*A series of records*
# # # # #

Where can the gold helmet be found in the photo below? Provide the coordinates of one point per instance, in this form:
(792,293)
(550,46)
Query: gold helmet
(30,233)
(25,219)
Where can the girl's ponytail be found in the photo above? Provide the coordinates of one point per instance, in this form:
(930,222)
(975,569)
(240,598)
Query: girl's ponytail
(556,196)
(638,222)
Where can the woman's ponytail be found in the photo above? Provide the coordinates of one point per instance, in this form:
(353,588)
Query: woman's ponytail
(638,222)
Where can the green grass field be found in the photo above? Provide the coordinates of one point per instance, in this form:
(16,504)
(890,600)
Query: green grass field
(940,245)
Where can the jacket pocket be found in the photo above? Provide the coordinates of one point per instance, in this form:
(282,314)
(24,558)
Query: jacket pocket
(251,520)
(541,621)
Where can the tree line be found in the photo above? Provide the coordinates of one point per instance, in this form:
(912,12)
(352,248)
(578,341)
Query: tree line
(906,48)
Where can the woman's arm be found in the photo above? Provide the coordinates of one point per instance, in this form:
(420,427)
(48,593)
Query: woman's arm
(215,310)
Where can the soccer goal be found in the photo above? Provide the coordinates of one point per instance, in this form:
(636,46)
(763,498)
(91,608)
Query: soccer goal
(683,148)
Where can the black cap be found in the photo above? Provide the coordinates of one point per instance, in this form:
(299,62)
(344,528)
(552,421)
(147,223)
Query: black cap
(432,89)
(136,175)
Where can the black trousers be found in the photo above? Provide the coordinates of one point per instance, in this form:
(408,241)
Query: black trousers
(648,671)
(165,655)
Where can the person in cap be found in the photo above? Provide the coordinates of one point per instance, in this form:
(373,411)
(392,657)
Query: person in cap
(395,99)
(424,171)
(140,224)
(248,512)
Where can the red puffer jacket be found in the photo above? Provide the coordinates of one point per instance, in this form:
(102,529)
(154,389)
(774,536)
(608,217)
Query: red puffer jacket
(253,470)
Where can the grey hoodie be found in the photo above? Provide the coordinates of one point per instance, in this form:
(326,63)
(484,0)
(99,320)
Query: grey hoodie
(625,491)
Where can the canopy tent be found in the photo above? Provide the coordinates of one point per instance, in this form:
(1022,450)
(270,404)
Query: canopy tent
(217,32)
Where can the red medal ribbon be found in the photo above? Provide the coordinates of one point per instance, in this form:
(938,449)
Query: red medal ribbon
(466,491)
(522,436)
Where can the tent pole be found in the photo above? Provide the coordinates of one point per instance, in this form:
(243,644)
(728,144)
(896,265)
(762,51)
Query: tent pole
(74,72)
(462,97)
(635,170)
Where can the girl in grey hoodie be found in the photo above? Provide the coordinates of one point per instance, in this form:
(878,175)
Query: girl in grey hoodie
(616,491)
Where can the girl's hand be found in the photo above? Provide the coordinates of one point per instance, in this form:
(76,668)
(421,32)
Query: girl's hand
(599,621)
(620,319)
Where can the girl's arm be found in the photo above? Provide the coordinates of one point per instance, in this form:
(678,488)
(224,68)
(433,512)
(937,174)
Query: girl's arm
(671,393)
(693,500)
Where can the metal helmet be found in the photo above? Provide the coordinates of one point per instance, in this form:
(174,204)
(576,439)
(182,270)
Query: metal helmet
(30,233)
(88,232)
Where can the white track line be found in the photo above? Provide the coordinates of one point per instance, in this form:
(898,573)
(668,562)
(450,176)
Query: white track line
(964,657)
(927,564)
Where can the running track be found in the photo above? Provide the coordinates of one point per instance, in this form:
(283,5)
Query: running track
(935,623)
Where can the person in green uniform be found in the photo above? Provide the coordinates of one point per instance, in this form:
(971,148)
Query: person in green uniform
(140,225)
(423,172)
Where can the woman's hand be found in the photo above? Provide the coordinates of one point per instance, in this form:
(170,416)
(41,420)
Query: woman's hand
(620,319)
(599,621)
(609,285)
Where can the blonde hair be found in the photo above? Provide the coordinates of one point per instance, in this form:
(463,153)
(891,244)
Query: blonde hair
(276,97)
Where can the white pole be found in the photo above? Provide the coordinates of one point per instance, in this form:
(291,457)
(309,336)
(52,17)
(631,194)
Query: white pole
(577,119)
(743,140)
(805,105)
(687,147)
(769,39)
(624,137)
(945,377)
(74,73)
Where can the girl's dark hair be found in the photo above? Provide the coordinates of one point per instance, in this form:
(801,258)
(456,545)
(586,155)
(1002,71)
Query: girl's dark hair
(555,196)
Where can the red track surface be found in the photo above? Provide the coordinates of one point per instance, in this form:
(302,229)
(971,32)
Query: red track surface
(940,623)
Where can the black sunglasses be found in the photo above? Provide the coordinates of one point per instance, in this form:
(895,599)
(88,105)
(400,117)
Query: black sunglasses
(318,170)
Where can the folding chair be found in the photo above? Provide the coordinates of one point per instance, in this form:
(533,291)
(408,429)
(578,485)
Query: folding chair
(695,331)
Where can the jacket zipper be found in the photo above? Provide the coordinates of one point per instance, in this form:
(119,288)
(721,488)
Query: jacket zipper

# # # # #

Please extract each line of the listing above, unchanged and in the same order.

*Full answer*
Where can the gold helmet be found in the photo below? Provide the coordinates of one point per instance, in this form:
(792,293)
(550,46)
Query: gold helmet
(30,233)
(25,219)
Where can the girl's ponytail be found in the photo above? Provide the coordinates of one point per instance, in this form:
(930,222)
(975,569)
(240,598)
Query: girl's ponytail
(556,196)
(638,222)
Where can the woman's ponytail be found in the photo above? Provide the coordinates of one point per instance, in this form:
(353,588)
Query: woman's ponytail
(638,222)
Where can the green grass field be found in the photo above? Provide the coordinates of one point per instance, in this form:
(16,504)
(890,600)
Query: green grass field
(940,245)
Where can the jacket pocket be found in the photo above? Provide the coordinates of one point per instance, in this form:
(282,314)
(24,558)
Query: jacket pocket
(251,520)
(541,621)
Where can the tree line be found in the photo above? Provide the coordinates of one point per instance, in this form:
(912,12)
(352,248)
(578,341)
Query: tree line
(906,48)
Where can the woman's arm be found in the photo above? Provide the coordinates of one point per instance, in this form:
(420,427)
(48,593)
Query: woman's arm
(215,310)
Where can the soccer goal be found in the photo above? Provide the coordinates of one point per instance, in this form:
(636,46)
(763,498)
(91,608)
Query: soccer goal
(683,148)
Where can the black cap be found in the photo above? Provide the coordinates of one point per instance, in this form:
(299,62)
(344,528)
(552,421)
(147,223)
Query: black cap
(432,89)
(136,175)
Where can the black trousers be found in the photo above? Provide the coordinates of one point per instance, in this form:
(408,241)
Query: black trousers
(648,671)
(165,655)
Where can the person in cap be found in the photo above? Provide the coordinates of one point per instance, in this form:
(373,411)
(392,657)
Query: person in cap
(395,99)
(424,171)
(140,224)
(248,512)
Where can the red puffer jacket be found in the photo above? Provide the coordinates of one point per instance, in this form:
(102,529)
(154,389)
(774,536)
(608,217)
Query: red puffer jacket
(253,470)
Where can the grey hoodie be found in the photo above? Provide the coordinates of one point per instance, in this form:
(326,63)
(484,0)
(99,320)
Query: grey hoodie
(625,491)
Where can the canopy tent be found in the photo above? Provide the coordinates of one point per instance, in this form:
(1022,450)
(270,404)
Query: canopy tent
(217,32)
Where can the red medal ribbon be found in the photo above? Provide the coordinates of one point per instance, in this form:
(938,449)
Query: red medal ribbon
(466,491)
(522,436)
Where can the tent pole be found in the photo above? Provide the coordinates of one point per instance, in this form:
(243,644)
(728,144)
(896,265)
(762,51)
Query: tent pole
(74,72)
(462,97)
(635,170)
Where can the girl in grey hoodie be found in the photo above? Provide the coordinates of one point per instance, in this form:
(878,175)
Query: girl in grey hoodie
(616,491)
Where can the girl's hand be found in the photo above? Provide the coordinates of one point per instance, in this form:
(76,668)
(421,32)
Query: girl's hand
(599,621)
(620,319)
Where can the girl's arm be found in the photo above? Provide the coordinates of one point per instance, in this form:
(678,488)
(224,68)
(433,512)
(937,174)
Query: girl's arm
(671,393)
(693,500)
Where can the metal helmet be found in the photo above? Provide the coordinates of one point per instance, in this form:
(174,204)
(576,439)
(182,270)
Query: metal helmet
(30,233)
(88,232)
Where can the white track line be found in the photo above? Provide the coordinates of one point per instance, in this form:
(898,573)
(668,562)
(450,176)
Query: white track line
(964,657)
(927,564)
Where can the running track be found in the photo above? Provide the coordinates of one point per instance, in this form:
(283,5)
Query: running track
(935,623)
Where can the person in green uniform be found in the photo above? Provide the coordinates of one point per instance, in this form:
(971,148)
Query: person in green uniform
(140,225)
(423,172)
Where can the woman's hand be found in the photo above? Provide the coordinates of one point per instance, in this form:
(170,416)
(41,420)
Query: woman's hand
(620,319)
(599,621)
(609,285)
Where can the blonde hair be found in the photo above? Provide the coordinates of one point per instance, in this form:
(463,153)
(891,244)
Query: blonde hair
(276,97)
Where can the white pole be found in the photo above? Provide the coordinates of one point per instance, in this form:
(291,457)
(309,336)
(52,17)
(631,194)
Query: white pole
(577,119)
(743,140)
(805,105)
(687,147)
(769,39)
(624,137)
(945,377)
(74,73)
Where can the girl's dark hair be found in the photo above? Provide the coordinates of one point per instance, in this form:
(801,258)
(456,545)
(586,155)
(1002,71)
Query: girl's dark hair
(555,196)
Where can the red track surface be found in the photo above? Provide the coordinates of one point per instance, in this form:
(302,229)
(971,32)
Query: red track surface
(940,623)
Where can the black sunglasses be found in the photo above? Provide the coordinates of one point per instance, in this form:
(895,599)
(88,105)
(400,117)
Query: black sunglasses
(318,170)
Where can the folding chair be found in the photo above? Provide the coordinates of one point per instance, in this form:
(533,291)
(408,429)
(578,485)
Query: folding chair
(695,331)
Where can the jacket zipper be found in the photo above? Provide the coordinates of one point per instance, in this form:
(119,288)
(721,488)
Query: jacket zipper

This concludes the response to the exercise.